Image object location entries
>> START
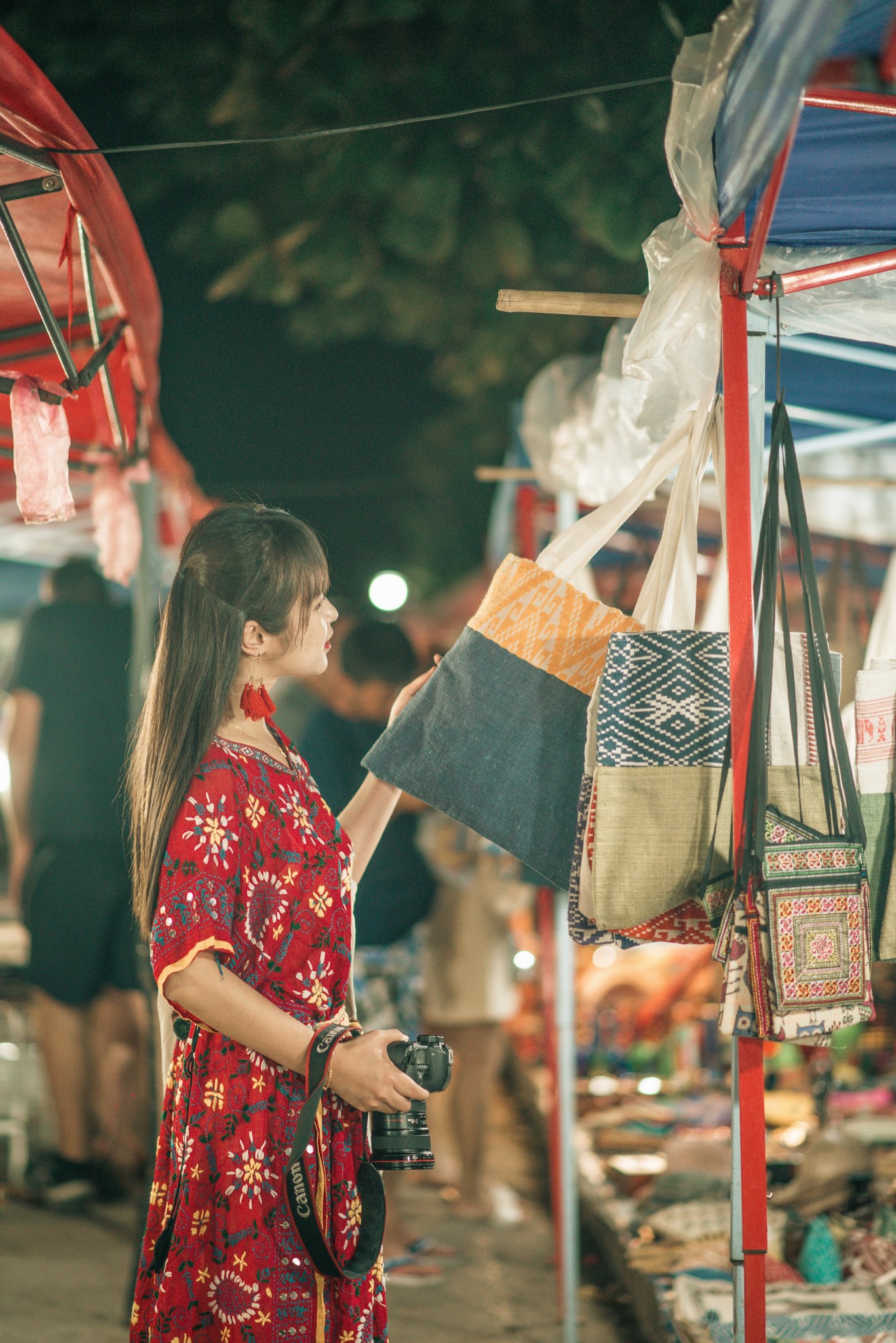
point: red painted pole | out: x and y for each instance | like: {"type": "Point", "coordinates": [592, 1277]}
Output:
{"type": "Point", "coordinates": [739, 546]}
{"type": "Point", "coordinates": [545, 913]}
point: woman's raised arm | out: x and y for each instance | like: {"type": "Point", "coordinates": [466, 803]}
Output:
{"type": "Point", "coordinates": [371, 809]}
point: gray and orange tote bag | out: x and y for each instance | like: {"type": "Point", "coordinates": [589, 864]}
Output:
{"type": "Point", "coordinates": [496, 738]}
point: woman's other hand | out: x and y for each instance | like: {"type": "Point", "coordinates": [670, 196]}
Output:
{"type": "Point", "coordinates": [364, 1076]}
{"type": "Point", "coordinates": [410, 691]}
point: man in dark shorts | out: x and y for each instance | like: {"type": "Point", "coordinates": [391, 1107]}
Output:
{"type": "Point", "coordinates": [69, 875]}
>> END
What needs to be done: Write out all of the material above line for line, leaving out the pictures.

Answer to the task:
point: red painted pole | out: x and y for each instance | like: {"type": "Point", "coordinates": [592, 1277]}
Output:
{"type": "Point", "coordinates": [739, 546]}
{"type": "Point", "coordinates": [545, 913]}
point: woman's raised arm | out: x and y for each instance | like: {"type": "Point", "coordinates": [466, 803]}
Output:
{"type": "Point", "coordinates": [371, 809]}
point: gray and orange tote bag | out: x and y for each instance | like: {"type": "Point", "coordinates": [589, 864]}
Output:
{"type": "Point", "coordinates": [496, 738]}
point: woman's other hand | out: x and y for each instance | like: {"type": "Point", "coordinates": [670, 196]}
Output:
{"type": "Point", "coordinates": [364, 1076]}
{"type": "Point", "coordinates": [410, 691]}
point: man in dark shorts | out: x and y for each instance | like: {"type": "Point", "coordinates": [391, 1107]}
Output:
{"type": "Point", "coordinates": [69, 875]}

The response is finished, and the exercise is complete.